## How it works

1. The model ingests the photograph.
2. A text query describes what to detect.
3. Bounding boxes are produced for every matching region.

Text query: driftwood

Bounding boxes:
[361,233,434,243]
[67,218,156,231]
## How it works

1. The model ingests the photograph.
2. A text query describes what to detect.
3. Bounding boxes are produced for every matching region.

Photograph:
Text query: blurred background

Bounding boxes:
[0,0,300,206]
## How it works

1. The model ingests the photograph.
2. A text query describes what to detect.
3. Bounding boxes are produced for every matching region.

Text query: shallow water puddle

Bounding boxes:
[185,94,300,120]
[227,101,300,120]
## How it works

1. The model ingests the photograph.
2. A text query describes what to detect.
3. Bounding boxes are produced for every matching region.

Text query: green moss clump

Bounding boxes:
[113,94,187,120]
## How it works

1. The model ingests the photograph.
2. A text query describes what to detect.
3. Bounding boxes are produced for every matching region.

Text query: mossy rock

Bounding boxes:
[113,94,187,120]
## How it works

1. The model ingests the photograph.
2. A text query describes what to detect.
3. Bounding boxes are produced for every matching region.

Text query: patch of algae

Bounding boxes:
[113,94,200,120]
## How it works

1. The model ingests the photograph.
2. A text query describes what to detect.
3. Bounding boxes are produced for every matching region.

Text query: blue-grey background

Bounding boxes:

★ ★ ★ ★ ★ ★ ★

Task requirements:
Convert the rows, from the start up to and including the line with "[227,101,300,120]", into a two-column CSV headed input and output, with one CSV line per row. Put each row's text under input and its answer under output, each as a single quoted field with line breaks replaced by spaces.

Result of the task:
input,output
"## How it works 1. The model ingests the photograph. 2. A text query describes what to detect. 3. Bounding boxes are produced for every matching region. Text query: driftwood Bounding boxes:","[361,233,434,243] [67,218,156,231]"
"## How it works 1. The model ingests the photograph. 2. A text query describes what to detect. 3. Bounding boxes are produced for every matching region. Photograph: Text query: blurred background Bounding boxes:","[0,0,300,206]"
"## How it works 1. The model ingests the photograph. 2. A text query describes what to detect. 3. Bounding boxes are produced for every matching region. Text query: shallow water puddle Bounding boxes:","[185,94,300,120] [227,101,300,120]"